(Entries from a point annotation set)
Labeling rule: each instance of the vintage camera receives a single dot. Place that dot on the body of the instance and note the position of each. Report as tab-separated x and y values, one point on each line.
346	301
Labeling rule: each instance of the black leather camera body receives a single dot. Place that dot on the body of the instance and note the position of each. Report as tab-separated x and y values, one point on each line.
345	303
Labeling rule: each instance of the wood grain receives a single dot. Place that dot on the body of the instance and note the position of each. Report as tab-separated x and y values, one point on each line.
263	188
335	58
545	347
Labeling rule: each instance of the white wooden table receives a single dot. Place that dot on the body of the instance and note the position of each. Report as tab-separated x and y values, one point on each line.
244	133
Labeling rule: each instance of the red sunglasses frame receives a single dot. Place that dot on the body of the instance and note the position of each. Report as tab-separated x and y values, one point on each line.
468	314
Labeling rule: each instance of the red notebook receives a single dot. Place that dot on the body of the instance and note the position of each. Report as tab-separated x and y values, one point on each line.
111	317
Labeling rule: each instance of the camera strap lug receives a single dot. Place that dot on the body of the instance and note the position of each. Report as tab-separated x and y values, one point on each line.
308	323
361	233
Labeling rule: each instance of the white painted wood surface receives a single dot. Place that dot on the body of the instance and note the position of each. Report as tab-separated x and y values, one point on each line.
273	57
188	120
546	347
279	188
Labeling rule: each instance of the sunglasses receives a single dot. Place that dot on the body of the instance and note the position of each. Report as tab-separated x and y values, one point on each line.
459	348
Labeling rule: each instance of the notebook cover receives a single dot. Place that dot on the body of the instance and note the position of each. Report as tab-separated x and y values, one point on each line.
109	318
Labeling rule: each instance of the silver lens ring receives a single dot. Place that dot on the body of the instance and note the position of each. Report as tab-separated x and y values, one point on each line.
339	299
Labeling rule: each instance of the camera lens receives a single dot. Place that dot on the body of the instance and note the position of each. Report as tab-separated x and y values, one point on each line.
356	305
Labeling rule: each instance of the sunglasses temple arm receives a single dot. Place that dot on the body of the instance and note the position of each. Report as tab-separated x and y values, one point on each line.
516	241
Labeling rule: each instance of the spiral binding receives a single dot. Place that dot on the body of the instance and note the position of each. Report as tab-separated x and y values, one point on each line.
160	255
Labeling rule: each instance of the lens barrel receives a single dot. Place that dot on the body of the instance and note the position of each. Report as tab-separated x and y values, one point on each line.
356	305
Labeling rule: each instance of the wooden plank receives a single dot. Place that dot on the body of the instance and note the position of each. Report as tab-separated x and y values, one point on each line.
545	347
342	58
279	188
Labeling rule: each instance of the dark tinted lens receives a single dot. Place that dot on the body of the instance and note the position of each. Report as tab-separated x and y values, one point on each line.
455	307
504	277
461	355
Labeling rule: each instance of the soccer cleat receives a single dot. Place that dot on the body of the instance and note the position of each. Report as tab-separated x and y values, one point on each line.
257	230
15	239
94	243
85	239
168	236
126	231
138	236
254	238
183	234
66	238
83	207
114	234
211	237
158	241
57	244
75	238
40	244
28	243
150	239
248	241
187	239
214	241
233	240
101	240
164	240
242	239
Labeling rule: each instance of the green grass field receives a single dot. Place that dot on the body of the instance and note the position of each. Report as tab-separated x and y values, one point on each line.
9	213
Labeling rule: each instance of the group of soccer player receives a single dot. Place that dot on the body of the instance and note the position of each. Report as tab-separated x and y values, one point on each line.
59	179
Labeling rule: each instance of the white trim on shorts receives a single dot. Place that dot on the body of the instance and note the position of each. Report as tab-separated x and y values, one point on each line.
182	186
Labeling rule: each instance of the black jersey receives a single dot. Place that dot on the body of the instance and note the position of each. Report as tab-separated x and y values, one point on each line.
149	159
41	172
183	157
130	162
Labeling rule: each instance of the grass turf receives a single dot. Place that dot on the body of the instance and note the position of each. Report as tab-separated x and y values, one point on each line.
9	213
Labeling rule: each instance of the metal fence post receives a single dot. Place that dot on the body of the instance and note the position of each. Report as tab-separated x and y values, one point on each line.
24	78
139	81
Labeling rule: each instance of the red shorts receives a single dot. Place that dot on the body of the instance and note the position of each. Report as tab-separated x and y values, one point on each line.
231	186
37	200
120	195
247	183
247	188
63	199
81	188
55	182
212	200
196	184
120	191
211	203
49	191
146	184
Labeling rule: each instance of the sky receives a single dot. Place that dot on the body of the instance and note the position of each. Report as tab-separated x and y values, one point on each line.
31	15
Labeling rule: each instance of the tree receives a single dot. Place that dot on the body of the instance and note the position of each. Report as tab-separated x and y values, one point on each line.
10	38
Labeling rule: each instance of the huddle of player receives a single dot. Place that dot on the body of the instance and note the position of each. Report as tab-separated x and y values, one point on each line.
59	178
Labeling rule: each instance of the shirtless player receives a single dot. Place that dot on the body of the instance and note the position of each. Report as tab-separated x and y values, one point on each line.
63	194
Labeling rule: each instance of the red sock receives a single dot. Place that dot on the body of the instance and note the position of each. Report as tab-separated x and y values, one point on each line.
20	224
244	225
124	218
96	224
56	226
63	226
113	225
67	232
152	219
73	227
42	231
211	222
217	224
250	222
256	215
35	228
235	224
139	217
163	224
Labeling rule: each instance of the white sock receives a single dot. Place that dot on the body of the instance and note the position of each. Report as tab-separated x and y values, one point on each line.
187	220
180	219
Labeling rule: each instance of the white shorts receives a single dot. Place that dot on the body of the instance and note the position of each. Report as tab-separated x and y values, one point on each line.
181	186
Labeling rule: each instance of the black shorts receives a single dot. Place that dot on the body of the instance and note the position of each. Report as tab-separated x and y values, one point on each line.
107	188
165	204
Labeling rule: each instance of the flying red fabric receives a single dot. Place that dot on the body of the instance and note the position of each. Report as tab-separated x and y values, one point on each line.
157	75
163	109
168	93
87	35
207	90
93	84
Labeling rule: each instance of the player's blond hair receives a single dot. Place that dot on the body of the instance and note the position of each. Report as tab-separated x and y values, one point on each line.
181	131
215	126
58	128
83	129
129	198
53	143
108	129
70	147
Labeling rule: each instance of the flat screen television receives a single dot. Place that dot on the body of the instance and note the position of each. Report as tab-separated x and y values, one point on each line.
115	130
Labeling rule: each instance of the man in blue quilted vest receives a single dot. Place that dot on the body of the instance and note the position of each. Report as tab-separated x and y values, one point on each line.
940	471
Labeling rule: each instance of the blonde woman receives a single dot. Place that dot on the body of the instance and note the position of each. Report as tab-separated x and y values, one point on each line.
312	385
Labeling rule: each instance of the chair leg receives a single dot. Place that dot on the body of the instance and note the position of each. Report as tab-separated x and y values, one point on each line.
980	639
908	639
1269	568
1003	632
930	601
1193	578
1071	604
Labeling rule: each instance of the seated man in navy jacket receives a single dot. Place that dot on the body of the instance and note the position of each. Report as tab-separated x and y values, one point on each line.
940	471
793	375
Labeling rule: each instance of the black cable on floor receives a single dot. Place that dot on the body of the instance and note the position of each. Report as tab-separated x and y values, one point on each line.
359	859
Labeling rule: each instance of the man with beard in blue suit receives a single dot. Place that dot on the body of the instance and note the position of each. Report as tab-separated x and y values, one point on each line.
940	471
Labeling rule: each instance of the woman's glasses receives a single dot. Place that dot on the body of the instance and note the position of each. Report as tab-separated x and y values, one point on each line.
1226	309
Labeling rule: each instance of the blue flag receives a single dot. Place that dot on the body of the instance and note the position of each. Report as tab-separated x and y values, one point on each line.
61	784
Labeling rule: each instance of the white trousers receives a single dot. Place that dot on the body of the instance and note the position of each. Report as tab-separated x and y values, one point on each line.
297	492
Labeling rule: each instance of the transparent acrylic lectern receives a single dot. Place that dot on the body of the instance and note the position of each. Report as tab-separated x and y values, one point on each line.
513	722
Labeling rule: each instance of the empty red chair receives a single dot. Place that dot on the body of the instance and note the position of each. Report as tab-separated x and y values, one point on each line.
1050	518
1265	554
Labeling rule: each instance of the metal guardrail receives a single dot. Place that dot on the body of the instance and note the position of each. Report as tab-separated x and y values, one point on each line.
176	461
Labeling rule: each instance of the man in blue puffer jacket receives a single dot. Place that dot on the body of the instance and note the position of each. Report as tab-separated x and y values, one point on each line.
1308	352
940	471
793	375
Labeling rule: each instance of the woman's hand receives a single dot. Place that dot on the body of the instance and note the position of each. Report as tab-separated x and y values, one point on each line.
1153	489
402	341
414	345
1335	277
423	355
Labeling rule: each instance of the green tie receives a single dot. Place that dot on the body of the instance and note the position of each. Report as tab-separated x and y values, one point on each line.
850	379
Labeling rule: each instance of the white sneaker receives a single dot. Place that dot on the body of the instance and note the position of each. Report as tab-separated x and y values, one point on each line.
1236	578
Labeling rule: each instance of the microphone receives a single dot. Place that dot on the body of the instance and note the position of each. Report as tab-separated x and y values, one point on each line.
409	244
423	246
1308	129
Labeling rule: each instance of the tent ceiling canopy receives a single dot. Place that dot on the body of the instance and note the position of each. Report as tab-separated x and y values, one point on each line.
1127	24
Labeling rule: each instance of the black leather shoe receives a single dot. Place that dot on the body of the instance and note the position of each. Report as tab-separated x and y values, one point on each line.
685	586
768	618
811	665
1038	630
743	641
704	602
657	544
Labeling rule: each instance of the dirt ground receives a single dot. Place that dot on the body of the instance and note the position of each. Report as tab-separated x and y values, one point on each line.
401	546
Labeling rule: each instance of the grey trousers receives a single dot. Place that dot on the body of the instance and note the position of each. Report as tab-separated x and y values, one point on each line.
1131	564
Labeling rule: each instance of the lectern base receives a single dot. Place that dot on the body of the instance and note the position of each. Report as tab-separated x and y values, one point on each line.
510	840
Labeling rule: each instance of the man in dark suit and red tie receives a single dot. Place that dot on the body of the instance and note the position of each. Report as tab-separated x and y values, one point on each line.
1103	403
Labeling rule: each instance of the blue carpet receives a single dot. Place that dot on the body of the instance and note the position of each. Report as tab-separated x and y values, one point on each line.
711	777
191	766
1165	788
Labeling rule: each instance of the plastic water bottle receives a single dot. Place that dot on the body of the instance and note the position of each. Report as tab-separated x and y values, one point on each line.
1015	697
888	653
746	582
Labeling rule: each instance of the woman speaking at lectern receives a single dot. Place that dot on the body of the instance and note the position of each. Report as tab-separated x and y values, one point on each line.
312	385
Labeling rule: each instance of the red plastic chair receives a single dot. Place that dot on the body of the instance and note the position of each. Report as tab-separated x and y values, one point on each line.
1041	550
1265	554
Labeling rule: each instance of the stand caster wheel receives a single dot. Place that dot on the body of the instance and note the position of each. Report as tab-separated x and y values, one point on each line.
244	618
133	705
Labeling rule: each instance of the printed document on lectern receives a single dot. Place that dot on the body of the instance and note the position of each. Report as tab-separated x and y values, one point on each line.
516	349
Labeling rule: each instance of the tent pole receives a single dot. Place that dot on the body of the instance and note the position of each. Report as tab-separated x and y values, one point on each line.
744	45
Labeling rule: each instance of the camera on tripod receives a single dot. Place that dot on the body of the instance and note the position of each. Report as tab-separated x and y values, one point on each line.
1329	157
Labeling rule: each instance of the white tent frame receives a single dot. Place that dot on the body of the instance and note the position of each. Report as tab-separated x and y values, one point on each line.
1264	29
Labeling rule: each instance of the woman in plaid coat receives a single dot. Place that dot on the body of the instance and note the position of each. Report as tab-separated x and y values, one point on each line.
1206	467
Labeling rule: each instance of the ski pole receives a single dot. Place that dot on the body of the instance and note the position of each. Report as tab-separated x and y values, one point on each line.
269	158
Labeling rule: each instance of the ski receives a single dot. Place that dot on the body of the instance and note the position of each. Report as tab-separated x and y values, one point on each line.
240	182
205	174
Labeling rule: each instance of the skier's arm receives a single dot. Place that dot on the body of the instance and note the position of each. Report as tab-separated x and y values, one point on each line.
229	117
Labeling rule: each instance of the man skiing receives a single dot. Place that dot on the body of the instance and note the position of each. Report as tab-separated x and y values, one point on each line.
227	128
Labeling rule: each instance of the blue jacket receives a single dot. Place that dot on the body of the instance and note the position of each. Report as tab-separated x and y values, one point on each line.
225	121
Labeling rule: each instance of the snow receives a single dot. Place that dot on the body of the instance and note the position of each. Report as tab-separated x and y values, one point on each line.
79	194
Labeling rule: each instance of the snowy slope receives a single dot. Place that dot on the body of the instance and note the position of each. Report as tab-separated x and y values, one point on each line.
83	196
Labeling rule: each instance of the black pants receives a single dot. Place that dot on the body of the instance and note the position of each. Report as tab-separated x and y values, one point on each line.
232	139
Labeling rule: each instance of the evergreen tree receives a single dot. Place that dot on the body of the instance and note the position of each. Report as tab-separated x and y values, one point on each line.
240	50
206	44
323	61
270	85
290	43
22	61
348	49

* Job
Everything from the line that contains "Labeling rule: each instance of the skier's" through the end of the records must be duplicated exactly, and nothing outside that range.

* Result of this exercise
Labeling rule: each instance of the skier's arm receives a single dot. Place that dot on the body of the instance and note the position of each. Report as tab-separated x and y values, one point on each line.
229	117
Labeling rule: each instance of the man skiing receives a single dot. Place that dot on the body of the instance and note the position of each. Report as tab-separated x and y values, one point on each line.
227	128
Labeling rule: each instance of the blue jacket receives a single dot. Place that dot on the body of the instance and note the position of each. Report as tab-separated x and y values, one point on each line.
225	121
Labeling rule: each instance of the snow receives a single dot. Place that dot on the body of the instance and note the position of each. Report as tab-separated x and y values, one point on each line.
79	194
Labeling rule: each instance of the snowy slope receives a single dot. Place that dot on the body of the instance and note the position of each. Report as tab-separated x and y values, one point on each line.
83	196
Labeling rule: each instance of the black pants receives a single dot. Place that dot on the body of the instance and note the position of each. Report as tab-separated x and y values, one point on each line.
232	139
Labeling rule: each instance of the evergreen tree receives a single dot. Place that dot on the body of the instance and note the position of each. Report as tab-separated x and y values, one point on each line.
240	50
206	44
323	61
270	85
290	43
22	61
348	49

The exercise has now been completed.